- [Problem]: Copy the lines exactly, starting at the beginning of the records and ending with the line that contains "point(430, 260)". Include both of those lines and nothing else.

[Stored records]
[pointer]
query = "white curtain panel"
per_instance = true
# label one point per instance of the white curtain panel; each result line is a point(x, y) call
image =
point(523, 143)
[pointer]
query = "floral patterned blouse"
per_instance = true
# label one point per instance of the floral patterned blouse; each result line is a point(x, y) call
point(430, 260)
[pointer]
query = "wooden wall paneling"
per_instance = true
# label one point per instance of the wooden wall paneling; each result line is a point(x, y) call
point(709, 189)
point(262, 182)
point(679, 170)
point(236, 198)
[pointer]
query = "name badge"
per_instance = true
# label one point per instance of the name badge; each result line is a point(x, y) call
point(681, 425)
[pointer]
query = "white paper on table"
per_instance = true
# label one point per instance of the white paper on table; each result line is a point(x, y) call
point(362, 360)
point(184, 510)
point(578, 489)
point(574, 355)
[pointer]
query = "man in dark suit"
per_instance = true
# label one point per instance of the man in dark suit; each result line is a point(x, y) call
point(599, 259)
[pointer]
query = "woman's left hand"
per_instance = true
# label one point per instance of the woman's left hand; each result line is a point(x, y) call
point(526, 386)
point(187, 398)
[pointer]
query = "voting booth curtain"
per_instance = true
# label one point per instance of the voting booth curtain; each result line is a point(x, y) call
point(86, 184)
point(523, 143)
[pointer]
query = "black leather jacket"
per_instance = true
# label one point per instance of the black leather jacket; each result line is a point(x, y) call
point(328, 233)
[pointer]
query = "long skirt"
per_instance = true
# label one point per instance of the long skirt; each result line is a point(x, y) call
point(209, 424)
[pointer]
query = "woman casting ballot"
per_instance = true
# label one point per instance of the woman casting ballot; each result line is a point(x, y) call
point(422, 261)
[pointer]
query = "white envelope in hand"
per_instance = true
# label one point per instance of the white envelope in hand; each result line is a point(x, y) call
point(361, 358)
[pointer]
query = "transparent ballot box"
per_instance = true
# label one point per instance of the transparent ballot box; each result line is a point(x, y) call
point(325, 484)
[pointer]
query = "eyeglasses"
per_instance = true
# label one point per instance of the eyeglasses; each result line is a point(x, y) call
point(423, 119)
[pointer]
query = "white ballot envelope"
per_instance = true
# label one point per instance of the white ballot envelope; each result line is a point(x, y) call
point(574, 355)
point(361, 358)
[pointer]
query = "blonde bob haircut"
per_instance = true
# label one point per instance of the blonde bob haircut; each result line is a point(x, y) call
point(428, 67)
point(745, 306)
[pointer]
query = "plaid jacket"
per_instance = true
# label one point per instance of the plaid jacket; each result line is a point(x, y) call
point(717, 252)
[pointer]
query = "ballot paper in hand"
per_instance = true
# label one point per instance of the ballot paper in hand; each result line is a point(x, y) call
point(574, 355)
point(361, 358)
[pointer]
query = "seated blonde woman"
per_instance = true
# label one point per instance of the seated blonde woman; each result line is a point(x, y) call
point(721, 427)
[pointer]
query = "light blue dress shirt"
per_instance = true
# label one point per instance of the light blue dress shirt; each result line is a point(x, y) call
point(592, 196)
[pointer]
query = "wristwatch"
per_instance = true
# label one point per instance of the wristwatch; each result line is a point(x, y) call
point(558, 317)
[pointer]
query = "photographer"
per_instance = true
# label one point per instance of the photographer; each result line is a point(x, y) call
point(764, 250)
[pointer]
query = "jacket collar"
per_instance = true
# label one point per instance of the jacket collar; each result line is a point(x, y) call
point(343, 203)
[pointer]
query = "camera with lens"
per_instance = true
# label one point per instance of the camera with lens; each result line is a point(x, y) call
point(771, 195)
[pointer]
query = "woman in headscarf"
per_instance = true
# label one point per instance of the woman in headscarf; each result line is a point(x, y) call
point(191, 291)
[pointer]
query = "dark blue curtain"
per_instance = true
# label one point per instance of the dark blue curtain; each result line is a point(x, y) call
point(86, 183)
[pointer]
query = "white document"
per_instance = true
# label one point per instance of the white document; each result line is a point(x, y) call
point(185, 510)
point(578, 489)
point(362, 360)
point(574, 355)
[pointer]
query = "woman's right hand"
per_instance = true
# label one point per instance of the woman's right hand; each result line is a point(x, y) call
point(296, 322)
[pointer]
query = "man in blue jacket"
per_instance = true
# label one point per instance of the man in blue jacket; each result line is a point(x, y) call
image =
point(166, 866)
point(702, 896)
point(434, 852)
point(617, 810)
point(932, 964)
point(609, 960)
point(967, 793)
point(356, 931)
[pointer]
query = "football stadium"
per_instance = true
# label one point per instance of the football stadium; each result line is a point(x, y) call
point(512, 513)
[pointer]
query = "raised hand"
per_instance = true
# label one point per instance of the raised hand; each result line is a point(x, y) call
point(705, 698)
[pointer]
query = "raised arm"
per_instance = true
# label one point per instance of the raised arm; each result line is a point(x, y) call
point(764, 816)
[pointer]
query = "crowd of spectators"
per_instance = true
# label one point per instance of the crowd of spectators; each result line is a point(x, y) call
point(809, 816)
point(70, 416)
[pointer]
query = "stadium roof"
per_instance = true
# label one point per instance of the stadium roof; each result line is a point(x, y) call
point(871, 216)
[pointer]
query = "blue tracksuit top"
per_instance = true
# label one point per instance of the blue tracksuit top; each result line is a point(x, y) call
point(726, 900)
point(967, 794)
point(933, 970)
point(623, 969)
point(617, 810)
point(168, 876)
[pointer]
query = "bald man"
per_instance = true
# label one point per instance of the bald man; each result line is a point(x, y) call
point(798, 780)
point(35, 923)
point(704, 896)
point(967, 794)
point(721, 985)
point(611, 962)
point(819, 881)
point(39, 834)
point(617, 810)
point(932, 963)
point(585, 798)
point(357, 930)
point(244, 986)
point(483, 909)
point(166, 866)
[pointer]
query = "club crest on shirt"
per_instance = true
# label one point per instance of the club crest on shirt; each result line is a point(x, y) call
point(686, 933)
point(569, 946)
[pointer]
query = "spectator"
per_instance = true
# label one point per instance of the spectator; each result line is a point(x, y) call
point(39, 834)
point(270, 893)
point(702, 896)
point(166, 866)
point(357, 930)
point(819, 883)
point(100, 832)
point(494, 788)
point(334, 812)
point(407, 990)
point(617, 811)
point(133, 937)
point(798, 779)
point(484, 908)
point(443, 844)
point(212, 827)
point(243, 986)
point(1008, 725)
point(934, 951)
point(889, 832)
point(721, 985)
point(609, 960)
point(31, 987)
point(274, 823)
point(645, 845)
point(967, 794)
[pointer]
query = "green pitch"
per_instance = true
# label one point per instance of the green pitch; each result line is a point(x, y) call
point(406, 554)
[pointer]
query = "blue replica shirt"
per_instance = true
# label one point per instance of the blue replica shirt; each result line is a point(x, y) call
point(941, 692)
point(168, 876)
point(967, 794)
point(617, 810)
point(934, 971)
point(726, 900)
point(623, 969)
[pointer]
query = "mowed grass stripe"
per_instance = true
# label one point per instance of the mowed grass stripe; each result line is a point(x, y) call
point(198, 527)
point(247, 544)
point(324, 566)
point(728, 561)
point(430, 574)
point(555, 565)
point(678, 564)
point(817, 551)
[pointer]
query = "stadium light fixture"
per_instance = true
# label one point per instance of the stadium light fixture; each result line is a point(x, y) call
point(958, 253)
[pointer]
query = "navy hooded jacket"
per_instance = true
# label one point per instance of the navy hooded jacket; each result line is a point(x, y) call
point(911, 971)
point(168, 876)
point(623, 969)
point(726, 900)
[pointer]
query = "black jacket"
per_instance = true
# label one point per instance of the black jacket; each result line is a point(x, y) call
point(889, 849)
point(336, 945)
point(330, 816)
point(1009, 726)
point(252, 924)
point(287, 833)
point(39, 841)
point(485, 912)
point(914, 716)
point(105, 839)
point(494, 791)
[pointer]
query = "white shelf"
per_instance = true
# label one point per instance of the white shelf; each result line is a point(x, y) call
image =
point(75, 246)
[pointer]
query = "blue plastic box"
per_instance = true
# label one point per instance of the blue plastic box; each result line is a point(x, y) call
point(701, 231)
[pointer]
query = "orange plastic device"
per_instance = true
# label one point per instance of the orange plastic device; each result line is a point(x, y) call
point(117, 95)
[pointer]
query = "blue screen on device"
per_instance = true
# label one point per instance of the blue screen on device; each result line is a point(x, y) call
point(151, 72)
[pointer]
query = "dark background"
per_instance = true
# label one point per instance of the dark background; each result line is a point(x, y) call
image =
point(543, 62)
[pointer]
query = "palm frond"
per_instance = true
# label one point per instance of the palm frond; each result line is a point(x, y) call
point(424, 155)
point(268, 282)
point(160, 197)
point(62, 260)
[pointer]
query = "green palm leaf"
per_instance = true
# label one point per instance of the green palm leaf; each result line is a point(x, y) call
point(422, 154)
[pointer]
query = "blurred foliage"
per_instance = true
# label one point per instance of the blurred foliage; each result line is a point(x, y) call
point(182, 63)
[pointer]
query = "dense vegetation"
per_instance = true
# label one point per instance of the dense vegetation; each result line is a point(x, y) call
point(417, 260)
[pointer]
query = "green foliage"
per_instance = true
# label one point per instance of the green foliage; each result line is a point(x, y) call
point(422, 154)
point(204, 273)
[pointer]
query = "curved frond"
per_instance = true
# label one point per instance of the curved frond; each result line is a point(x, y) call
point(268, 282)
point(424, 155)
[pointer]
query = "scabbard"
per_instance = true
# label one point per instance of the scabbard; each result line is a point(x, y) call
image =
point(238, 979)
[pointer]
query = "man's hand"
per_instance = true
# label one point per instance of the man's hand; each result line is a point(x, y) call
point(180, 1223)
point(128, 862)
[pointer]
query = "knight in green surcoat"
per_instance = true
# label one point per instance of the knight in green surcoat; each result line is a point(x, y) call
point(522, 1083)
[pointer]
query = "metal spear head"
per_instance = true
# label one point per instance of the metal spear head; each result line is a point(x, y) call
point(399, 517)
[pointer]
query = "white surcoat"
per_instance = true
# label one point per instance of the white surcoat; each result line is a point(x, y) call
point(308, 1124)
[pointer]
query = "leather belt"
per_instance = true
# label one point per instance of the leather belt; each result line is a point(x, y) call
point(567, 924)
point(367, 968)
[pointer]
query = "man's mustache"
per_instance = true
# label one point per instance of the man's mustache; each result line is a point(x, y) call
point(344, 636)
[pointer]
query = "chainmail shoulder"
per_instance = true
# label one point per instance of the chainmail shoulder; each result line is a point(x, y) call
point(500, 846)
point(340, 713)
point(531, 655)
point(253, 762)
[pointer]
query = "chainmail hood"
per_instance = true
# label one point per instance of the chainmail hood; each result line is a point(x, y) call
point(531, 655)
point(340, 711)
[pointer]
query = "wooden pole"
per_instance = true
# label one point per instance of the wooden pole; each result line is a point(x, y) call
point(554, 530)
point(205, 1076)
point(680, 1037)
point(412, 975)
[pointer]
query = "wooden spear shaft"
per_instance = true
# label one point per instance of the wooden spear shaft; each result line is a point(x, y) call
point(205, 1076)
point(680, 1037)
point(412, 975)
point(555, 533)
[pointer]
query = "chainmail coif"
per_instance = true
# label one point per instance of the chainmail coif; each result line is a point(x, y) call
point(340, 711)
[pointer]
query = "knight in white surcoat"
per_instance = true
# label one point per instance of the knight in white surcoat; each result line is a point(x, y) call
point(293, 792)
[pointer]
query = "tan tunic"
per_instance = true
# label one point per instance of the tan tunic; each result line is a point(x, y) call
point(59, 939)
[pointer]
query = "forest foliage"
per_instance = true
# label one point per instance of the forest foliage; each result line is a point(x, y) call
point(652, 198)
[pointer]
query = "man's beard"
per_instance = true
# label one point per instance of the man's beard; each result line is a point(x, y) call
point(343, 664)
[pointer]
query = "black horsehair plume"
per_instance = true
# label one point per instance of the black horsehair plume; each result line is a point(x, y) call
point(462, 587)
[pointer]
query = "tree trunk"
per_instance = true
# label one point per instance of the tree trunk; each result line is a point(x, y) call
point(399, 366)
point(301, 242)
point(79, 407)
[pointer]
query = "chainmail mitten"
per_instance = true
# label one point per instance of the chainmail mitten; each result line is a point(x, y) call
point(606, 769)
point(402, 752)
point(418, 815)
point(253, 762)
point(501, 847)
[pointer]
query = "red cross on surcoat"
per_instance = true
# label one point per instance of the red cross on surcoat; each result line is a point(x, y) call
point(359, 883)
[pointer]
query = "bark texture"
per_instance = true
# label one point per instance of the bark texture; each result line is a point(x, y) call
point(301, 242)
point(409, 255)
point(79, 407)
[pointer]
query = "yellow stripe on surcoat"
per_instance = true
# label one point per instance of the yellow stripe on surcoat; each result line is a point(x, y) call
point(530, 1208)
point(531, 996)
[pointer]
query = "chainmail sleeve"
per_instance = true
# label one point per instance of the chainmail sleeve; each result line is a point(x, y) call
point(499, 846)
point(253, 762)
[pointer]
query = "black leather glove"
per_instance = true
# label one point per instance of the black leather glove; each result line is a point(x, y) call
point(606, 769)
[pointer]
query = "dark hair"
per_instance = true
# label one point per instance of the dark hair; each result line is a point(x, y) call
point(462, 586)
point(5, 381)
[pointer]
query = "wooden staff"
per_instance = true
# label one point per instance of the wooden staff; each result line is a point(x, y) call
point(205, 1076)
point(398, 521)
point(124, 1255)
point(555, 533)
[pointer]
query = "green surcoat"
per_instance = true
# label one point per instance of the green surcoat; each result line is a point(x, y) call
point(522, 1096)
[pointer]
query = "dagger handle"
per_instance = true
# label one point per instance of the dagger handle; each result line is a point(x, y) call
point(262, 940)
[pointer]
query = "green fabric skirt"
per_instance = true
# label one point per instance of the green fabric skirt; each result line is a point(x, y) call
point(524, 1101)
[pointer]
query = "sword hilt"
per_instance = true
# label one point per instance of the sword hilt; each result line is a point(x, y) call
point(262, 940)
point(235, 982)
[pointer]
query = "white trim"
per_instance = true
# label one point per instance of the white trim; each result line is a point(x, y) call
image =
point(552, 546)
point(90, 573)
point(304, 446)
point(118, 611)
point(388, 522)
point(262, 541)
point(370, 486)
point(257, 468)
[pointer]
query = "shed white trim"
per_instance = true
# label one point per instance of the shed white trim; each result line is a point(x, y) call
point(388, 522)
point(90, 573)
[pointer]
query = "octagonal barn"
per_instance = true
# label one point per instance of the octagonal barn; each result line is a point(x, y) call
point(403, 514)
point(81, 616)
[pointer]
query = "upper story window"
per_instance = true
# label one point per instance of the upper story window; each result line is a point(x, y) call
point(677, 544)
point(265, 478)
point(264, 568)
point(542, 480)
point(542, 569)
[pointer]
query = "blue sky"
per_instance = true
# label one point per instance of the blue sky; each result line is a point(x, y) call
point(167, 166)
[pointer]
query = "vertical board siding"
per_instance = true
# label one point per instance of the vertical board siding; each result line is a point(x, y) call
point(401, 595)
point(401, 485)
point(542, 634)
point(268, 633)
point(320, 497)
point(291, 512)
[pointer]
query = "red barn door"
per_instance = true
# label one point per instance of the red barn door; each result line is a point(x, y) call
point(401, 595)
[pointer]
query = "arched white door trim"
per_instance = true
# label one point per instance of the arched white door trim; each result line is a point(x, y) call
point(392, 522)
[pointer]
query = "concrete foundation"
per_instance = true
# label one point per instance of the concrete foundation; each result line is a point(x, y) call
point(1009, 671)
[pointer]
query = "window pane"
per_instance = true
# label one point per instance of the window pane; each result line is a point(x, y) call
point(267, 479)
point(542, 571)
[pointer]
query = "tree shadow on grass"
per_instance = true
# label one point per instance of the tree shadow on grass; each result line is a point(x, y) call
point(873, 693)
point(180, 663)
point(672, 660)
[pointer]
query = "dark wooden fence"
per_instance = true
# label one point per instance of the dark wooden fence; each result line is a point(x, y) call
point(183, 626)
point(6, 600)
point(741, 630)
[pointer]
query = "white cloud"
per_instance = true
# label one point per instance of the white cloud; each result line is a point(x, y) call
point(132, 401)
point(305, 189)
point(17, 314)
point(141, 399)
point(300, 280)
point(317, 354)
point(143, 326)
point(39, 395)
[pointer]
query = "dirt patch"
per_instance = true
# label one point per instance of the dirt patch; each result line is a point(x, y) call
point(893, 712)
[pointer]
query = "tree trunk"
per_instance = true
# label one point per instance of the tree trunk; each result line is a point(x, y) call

- [Complete response]:
[pointer]
query = "white curtain panel"
per_instance = true
# label one point per instance of the white curtain panel; each result line is a point(x, y) call
image =
point(523, 143)
[pointer]
query = "floral patterned blouse"
per_instance = true
# label one point per instance of the floral patterned blouse; each result line is a point(x, y) call
point(430, 260)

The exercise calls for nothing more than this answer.